What is expected is a word-for-word copy of all the entries.

········

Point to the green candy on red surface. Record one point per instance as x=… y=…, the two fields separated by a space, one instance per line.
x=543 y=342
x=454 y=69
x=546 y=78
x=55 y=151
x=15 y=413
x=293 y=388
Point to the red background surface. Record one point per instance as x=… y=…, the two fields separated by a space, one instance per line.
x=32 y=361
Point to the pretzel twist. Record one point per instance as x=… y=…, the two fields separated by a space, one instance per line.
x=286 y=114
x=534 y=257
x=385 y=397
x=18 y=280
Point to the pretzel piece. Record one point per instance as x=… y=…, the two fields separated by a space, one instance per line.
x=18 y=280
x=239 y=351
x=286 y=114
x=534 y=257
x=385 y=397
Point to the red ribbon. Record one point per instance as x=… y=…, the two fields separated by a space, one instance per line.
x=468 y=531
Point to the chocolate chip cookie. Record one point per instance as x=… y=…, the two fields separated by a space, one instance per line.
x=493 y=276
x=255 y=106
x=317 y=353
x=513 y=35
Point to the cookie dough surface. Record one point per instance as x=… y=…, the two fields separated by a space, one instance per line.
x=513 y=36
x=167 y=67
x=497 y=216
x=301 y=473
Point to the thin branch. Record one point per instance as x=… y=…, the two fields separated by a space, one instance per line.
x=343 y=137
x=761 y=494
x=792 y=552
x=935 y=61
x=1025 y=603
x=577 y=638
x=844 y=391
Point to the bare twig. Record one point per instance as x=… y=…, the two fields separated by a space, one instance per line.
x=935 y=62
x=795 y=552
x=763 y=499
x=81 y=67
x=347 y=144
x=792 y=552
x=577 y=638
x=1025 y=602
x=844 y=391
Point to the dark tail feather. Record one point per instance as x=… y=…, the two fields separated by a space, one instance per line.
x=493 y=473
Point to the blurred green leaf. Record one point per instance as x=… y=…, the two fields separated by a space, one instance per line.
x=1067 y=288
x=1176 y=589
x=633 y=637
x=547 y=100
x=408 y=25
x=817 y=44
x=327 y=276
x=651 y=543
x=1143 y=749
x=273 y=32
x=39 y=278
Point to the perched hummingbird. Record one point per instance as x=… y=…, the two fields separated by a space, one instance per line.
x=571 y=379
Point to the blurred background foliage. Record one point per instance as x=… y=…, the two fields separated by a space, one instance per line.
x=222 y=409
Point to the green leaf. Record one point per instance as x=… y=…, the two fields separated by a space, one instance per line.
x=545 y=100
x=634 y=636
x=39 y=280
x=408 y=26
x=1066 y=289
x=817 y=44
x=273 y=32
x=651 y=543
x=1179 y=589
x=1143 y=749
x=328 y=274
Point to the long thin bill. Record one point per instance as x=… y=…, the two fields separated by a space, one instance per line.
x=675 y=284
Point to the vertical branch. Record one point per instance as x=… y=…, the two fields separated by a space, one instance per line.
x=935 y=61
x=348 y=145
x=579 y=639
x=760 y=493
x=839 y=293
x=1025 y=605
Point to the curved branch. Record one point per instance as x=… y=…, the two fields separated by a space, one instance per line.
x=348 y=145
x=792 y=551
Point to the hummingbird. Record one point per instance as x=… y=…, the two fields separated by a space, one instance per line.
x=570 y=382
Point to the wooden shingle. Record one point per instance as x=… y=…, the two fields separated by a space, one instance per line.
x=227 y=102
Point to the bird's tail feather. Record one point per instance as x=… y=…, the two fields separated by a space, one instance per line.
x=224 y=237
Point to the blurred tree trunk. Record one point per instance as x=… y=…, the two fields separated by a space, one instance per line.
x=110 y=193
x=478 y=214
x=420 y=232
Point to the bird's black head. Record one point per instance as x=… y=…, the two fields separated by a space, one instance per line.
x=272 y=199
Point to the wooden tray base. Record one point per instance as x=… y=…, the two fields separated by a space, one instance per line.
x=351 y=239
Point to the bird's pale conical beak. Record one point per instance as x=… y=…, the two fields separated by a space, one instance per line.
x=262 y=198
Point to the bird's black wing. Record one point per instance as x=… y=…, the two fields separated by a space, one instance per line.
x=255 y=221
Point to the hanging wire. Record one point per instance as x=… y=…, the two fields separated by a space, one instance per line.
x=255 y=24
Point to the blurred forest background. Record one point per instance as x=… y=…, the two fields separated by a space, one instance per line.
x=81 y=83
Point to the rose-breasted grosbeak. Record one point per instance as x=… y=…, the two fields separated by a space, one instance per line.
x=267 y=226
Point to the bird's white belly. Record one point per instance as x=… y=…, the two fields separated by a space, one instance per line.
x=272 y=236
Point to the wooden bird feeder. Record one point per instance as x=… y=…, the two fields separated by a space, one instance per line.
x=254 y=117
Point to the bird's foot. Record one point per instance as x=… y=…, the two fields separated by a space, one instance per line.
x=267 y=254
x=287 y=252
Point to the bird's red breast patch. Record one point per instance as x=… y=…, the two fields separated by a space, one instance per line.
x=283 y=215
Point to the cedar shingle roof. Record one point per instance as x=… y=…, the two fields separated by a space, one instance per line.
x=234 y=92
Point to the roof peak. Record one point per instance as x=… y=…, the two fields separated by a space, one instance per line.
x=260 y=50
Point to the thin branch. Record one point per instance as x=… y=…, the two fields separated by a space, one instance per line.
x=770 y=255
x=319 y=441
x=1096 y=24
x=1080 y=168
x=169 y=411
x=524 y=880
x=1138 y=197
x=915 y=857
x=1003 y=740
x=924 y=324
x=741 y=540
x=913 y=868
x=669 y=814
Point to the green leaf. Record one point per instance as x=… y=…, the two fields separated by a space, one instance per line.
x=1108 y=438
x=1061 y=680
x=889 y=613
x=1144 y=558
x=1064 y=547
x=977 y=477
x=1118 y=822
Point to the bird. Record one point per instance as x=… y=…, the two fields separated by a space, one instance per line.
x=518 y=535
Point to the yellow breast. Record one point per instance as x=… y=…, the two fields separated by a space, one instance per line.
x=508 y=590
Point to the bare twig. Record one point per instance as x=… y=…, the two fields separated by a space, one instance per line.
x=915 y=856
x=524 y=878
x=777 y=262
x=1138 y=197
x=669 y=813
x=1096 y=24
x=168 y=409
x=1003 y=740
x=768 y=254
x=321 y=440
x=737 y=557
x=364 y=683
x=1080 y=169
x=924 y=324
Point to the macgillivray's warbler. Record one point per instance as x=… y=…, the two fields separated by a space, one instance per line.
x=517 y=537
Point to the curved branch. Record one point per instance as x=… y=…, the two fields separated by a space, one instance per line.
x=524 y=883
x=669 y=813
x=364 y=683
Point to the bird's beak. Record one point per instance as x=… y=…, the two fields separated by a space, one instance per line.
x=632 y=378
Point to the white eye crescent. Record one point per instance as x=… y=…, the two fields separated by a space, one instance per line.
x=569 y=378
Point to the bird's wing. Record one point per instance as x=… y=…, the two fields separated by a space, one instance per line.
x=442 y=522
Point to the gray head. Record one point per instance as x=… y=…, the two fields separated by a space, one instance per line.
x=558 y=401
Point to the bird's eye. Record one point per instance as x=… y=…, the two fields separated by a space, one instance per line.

········

RESPONSE TO THE EXERCISE
Point to the green candy on red surface. Record one point per instance as x=… y=…, the two fields separated by a space, one instance per line.
x=543 y=342
x=454 y=69
x=546 y=78
x=55 y=151
x=15 y=413
x=293 y=388
Point to the red background surface. Record one point per instance as x=… y=…, the two fields separated by a space, one instance per line.
x=32 y=361
Point to the pretzel twist. Record one point per instance as x=… y=…, the two fields separated by a space, one instance per line.
x=286 y=114
x=534 y=257
x=385 y=397
x=18 y=280
Point to the pretzel piece. Record one point per instance as x=… y=…, the two fields separated by a space, one instance per line.
x=18 y=280
x=239 y=351
x=286 y=114
x=534 y=257
x=385 y=397
Point to the red ribbon. Record one point per instance as x=… y=…, the two fields separated by a space, one instance per line.
x=468 y=531
Point to the chocolate chip cookie. Record one point per instance as x=… y=…, the two fields separated by a space, one instance per line.
x=493 y=276
x=255 y=106
x=317 y=353
x=513 y=35
Point to the cookie dough surface. Record one point per instance as x=… y=…, the two fields separated by a space, one instance per line.
x=513 y=36
x=167 y=67
x=497 y=216
x=301 y=473
Point to the thin branch. Record one point per instance as x=… y=…, the two fields separated by a space, one instance per line.
x=343 y=137
x=761 y=494
x=792 y=552
x=935 y=61
x=1025 y=603
x=577 y=638
x=844 y=391
Point to the bare twig. Record one point per instance as x=… y=…, the two fields separated by a space, one instance per line.
x=935 y=62
x=795 y=552
x=763 y=499
x=81 y=67
x=347 y=144
x=792 y=552
x=577 y=638
x=1025 y=602
x=844 y=391
Point to the dark tail feather. Record one point per instance as x=… y=…, the two fields separated by a space, one instance per line.
x=493 y=473
Point to the blurred green leaf. Record one point per instance as x=… y=…, the two fields separated by a space, one instance per line.
x=1067 y=288
x=1176 y=589
x=633 y=637
x=547 y=100
x=408 y=25
x=817 y=44
x=327 y=276
x=651 y=543
x=1143 y=749
x=273 y=32
x=39 y=278
Point to the perched hummingbird. Record one point per instance as x=… y=…, the two fields separated by a space, one instance per line.
x=571 y=379
Point to the blurred background foliage. Record one point per instance as x=… y=…, the two fields separated by a space, one instance per line.
x=222 y=409
Point to the green leaf. Record one point per instance as x=… y=…, the two fields separated by a space, one instance per line.
x=545 y=100
x=634 y=636
x=39 y=280
x=408 y=26
x=1066 y=289
x=817 y=44
x=273 y=32
x=651 y=543
x=1179 y=589
x=1143 y=749
x=328 y=274
Point to the long thin bill. Record one point per instance as x=… y=…, the two fields separated by a space, one instance per line.
x=675 y=284
Point to the vertical branch. Record one point per instance as x=… y=…, the two fields separated by a space, one instance per line.
x=935 y=61
x=348 y=145
x=579 y=639
x=760 y=493
x=839 y=293
x=1025 y=605
Point to the curved branch. Record one point per instance as x=… y=…, the two fields separated by a space, one instance per line.
x=348 y=145
x=792 y=551
Point to the hummingbird. Record one point per instance as x=… y=…, the two fields separated by a space, one instance per line.
x=570 y=382
Point to the wooden shingle. Record one point per instance as x=… y=…, the two fields separated by a space, one instance per line.
x=227 y=102
Point to the bird's tail feather. Record one point per instance as x=… y=…, the two fields separated by a space, one instance per line.
x=224 y=237
Point to the blurred tree trunk. Record one point per instance as x=… y=…, the two fields separated by a space, one instance per line.
x=110 y=193
x=478 y=214
x=420 y=232
Point to the bird's black head. Record one point per instance as x=… y=…, the two fields separated by a space, one instance per line.
x=272 y=199
Point to the wooden tray base. Record one point per instance as x=… y=…, the two fields separated by a space, one instance per line.
x=351 y=239
Point to the bird's pale conical beak. Record one point per instance as x=… y=…, the two fields separated by a space, one instance per line.
x=262 y=198
Point to the bird's black wing. Record one point per instance as x=… y=…, the two fields separated by a space, one instance per line.
x=255 y=221
Point to the hanging wire. Record one point per instance as x=… y=…, the two fields separated by a space, one instance per line.
x=255 y=24
Point to the blurred forest background. Record one point per instance as x=… y=…, the two fields separated by a space, one instance per line.
x=81 y=83
Point to the rose-breasted grosbeak. Record one point per instance as x=… y=…, the two fields separated by a space, one instance per line.
x=267 y=226
Point to the bird's white belly. Record one point per instance as x=… y=…, the two fields separated by a space, one instance per line.
x=272 y=236
Point to the wooden bird feeder. Record one point per instance as x=… y=…, the two fields separated by a space, one instance per line.
x=254 y=117
Point to the bird's foot. Record one point per instance as x=… y=…, the two fields separated by a space, one instance per line.
x=267 y=254
x=287 y=252
Point to the bird's red breast patch. Record one point per instance as x=… y=…, the two fields separated by a space, one instance per line.
x=283 y=215
Point to the cedar shingle roof. Record one point per instance as x=… y=…, the two fields separated by a space, one instance per line.
x=234 y=92
Point to the roof peak. Record one point per instance as x=… y=…, the two fields separated by a space, one instance per line.
x=260 y=50
Point to the thin branch. Record one point per instance as x=… y=…, the two fields separated by a space, one instance per line.
x=770 y=255
x=319 y=441
x=1096 y=24
x=1080 y=168
x=169 y=411
x=524 y=880
x=1138 y=197
x=915 y=857
x=1003 y=740
x=924 y=324
x=741 y=540
x=913 y=868
x=669 y=814
Point to the green leaf. Record one point per instance as x=… y=…, the two fields separated by a space, one instance per line.
x=1108 y=438
x=1061 y=680
x=889 y=613
x=1144 y=558
x=1064 y=547
x=977 y=477
x=1118 y=822
Point to the bird. Record one point per instance as x=… y=…, the two fields separated by a space, one instance per line.
x=518 y=535
Point to the yellow breast. Record one point per instance as x=… y=…, the two fields separated by a space, one instance per line.
x=508 y=590
Point to the bare twig. Record one point per instance as x=… y=…, the two fields separated by a space, one instance per line.
x=915 y=856
x=524 y=878
x=777 y=262
x=1138 y=197
x=669 y=813
x=1096 y=24
x=168 y=409
x=1003 y=740
x=768 y=254
x=321 y=440
x=737 y=557
x=364 y=683
x=1080 y=169
x=924 y=324
Point to the macgillivray's warbler. Record one point per instance as x=… y=…, the two fields separated by a space, one instance per line.
x=517 y=537
Point to the curved branch. Record one point per instance as x=… y=…, the two fields separated by a space, one instance per line.
x=524 y=883
x=669 y=813
x=364 y=683
Point to the bird's beak. Record one point per instance as x=… y=…, the two fields separated by a space, one instance per line.
x=632 y=378
Point to the white eye crescent. Record one point per instance as x=… y=…, the two fields separated by a space, one instance per line.
x=569 y=378
Point to the bird's wing. Record one point per instance as x=… y=…, the two fields separated by a space, one instance per line.
x=442 y=522
Point to the gray head. Record one point per instance as x=… y=…, the two fields separated by a space, one instance per line.
x=558 y=401
Point to the bird's eye. Record one point per instance as x=… y=…, the two fields separated by a space, one instance per line.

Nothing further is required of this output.